[Start Given entries]

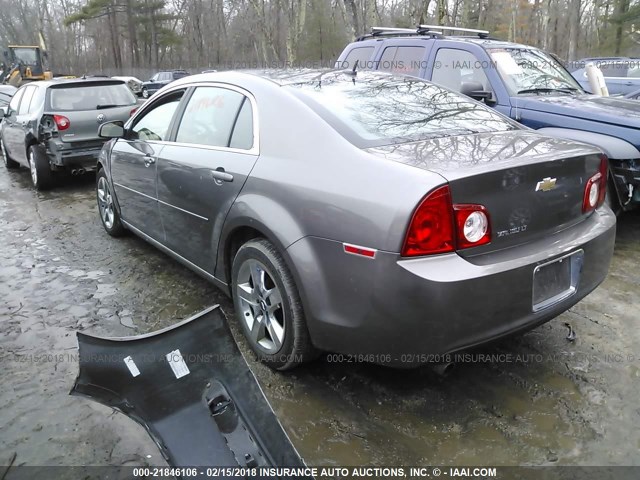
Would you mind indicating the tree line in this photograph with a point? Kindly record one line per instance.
(141, 36)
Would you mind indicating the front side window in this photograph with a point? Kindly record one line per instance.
(454, 68)
(154, 125)
(210, 116)
(81, 97)
(374, 110)
(527, 70)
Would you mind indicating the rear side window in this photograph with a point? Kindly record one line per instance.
(360, 55)
(26, 100)
(210, 116)
(80, 97)
(455, 67)
(242, 136)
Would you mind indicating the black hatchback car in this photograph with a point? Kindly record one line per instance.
(161, 79)
(53, 125)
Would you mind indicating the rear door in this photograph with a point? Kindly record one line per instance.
(87, 105)
(203, 171)
(133, 165)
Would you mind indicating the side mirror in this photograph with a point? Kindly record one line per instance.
(476, 91)
(111, 130)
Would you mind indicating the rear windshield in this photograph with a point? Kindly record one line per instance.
(372, 110)
(90, 97)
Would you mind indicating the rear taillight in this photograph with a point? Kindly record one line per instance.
(431, 227)
(437, 226)
(595, 189)
(62, 122)
(473, 227)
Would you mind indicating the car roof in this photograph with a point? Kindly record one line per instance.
(57, 82)
(281, 77)
(483, 42)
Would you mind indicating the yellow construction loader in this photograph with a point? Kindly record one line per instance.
(25, 63)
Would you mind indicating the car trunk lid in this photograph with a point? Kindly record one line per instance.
(531, 185)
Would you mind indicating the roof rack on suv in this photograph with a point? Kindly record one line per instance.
(430, 28)
(397, 32)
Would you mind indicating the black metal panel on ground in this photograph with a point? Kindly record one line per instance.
(190, 387)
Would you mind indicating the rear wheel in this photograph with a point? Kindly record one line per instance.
(41, 174)
(108, 213)
(8, 162)
(268, 306)
(612, 197)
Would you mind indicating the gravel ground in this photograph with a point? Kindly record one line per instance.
(545, 401)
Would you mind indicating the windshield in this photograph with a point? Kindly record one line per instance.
(372, 110)
(531, 71)
(90, 97)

[End Given entries]

# Work required
Output as a numbered list, omitting blank lines, the rows starting at the line containing "Would you mind indicating the black metal" and continuing through the last row, both ends included.

# The output
1. Would you mind indicating the black metal panel on ground in this photograph with a point? Kindly record one line per instance.
2. (190, 387)
3. Would you mind indicating the rear wheel in this photograph with a point? Kindly record one line per instance.
4. (41, 174)
5. (108, 213)
6. (8, 162)
7. (268, 306)
8. (612, 197)
9. Would you mind indicating the gravel ground in this photograph with a point? Kindly record one line per instance.
10. (545, 401)
11. Would you mind indicating the windshield in this photograph with a point? Kindly record one line per instance.
12. (372, 110)
13. (531, 71)
14. (90, 97)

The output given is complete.